[Instruções da tarefa]
Traduza para inglês esta frase do trecho apresentado: «Desde as sete da manhã que não pára de chover, o que confesso seria do meu agrado, caso não tivesse em mente outros planos.»

[Trecho apresentado]
Coisas minhas!
Parece que os deuses querem que eu fique aqui por casa, em vez de queimar quilómetros em cima da bicicleta.
Cheguei a Entradas (na passada sexta-feira) com uma vontade férrea de fazer três dias de intensivos treinos e por consequência pôr nas pernas mais um pouco de resistência para a viagem a Santiago que se aproxima a passos largos.
Curiosa perspectiva de Entradas com a igreja matriz ao fundo
Como a vontade dos deuses não se deve contrariar sob pena destes nos penalizarem de forma exemplar, fico-me aqui por casa a ouvir o excelente disco de Rodrigo Leão, na forma de banda sonora de uma admirável série que há poucos meses passou na televisão: Portugal Um Retrato Social, que o sociólogo António Barreto tão bem soube fotografar.
Desde as sete da manhã que não pára de chover, o que confesso seria do meu agrado, caso não tivesse em mente outros planos.
Assim tenho alternado prolongadas estadas em casa com passeios com os meus “velhotes” que estando a percorrer a estrada do ocaso da vida, merecem que disponibilizemos com eles tempo de qualidade.
Como só o meu pai estava em Entradas na sexta-feira aproveitei para o convidar a dar um passeio (como ele tanto gosta) pela verdejante charneca alentejana que por esta altura é simplesmente um regalo para os olhos de quem passa.
Meu pai vai comentado desde a pedra à seara, passando pelos grandes rebanhos, que pela sua quietude afirma parecerem ter sido plantados.
No caminho comenta-me o momento politico e a vontade de esganar “ aquela corja de bandidos”, momento sempre hilariante porque na lista de preferências não há lugar para mais que dois ou três nomes, sendo que todos os restantes sem excepção deveriam de ser fuzilados, coisa que mentalmente já levou a cabo umas boas dezenas de vezes.
Percorrendo as estradas do Alentejo de Baixo vamos dar à Salvada, que é uma terra que para quem não conhece Beja fica-lhe nos arredores, conforma chalaçam os locais de modo a dar uma maior importância ao seu amado quinhão.

[Material]
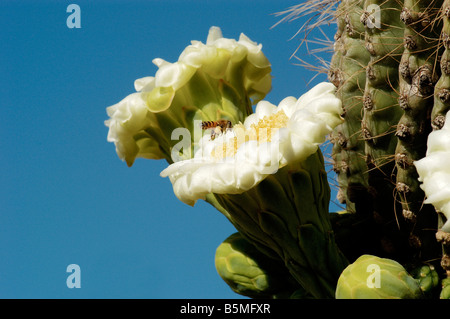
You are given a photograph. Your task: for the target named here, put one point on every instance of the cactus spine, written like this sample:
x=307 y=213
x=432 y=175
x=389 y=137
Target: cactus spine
x=348 y=74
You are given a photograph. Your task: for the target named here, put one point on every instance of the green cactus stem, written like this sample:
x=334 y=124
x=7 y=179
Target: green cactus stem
x=418 y=74
x=251 y=273
x=442 y=88
x=347 y=73
x=371 y=277
x=288 y=212
x=381 y=112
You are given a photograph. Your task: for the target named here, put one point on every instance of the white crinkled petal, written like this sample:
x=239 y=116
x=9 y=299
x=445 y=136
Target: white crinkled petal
x=145 y=84
x=288 y=105
x=308 y=125
x=214 y=34
x=173 y=75
x=265 y=108
x=434 y=171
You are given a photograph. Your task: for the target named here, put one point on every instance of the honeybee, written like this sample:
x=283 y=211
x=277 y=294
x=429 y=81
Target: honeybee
x=218 y=127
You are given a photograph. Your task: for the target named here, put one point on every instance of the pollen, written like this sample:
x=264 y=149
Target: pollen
x=262 y=132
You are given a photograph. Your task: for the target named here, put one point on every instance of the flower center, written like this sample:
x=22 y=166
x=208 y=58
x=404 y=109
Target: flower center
x=262 y=132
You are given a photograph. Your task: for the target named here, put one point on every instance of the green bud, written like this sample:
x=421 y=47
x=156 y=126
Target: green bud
x=249 y=272
x=445 y=292
x=371 y=277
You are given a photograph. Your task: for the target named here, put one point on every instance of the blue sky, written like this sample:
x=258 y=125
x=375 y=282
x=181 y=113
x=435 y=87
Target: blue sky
x=66 y=198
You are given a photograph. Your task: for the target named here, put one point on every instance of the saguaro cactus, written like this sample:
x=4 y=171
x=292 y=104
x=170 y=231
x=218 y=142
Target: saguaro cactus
x=386 y=111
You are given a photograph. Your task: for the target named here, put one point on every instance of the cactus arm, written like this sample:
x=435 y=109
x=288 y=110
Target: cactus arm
x=442 y=88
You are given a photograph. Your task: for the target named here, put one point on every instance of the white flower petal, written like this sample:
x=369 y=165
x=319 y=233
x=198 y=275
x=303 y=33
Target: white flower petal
x=254 y=160
x=434 y=171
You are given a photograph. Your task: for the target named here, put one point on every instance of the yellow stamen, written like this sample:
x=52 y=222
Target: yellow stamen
x=262 y=132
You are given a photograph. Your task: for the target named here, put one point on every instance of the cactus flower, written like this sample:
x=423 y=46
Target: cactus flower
x=269 y=139
x=219 y=79
x=372 y=277
x=434 y=171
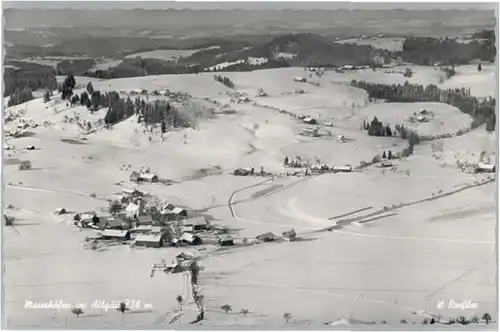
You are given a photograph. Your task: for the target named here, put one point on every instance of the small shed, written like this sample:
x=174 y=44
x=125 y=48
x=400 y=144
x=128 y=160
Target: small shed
x=309 y=120
x=132 y=210
x=290 y=235
x=132 y=192
x=266 y=237
x=198 y=224
x=191 y=239
x=226 y=240
x=157 y=229
x=141 y=229
x=149 y=240
x=110 y=223
x=485 y=168
x=115 y=234
x=145 y=220
x=342 y=168
x=148 y=177
x=134 y=176
x=241 y=172
x=310 y=131
x=60 y=211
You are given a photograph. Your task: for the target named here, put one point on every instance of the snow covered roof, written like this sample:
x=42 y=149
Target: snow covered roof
x=148 y=176
x=114 y=233
x=153 y=238
x=486 y=166
x=195 y=221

[Tarefa concluída]
It has not stopped raining since seven in the morning, which, I confess, would please me if I did not have other plans in mind.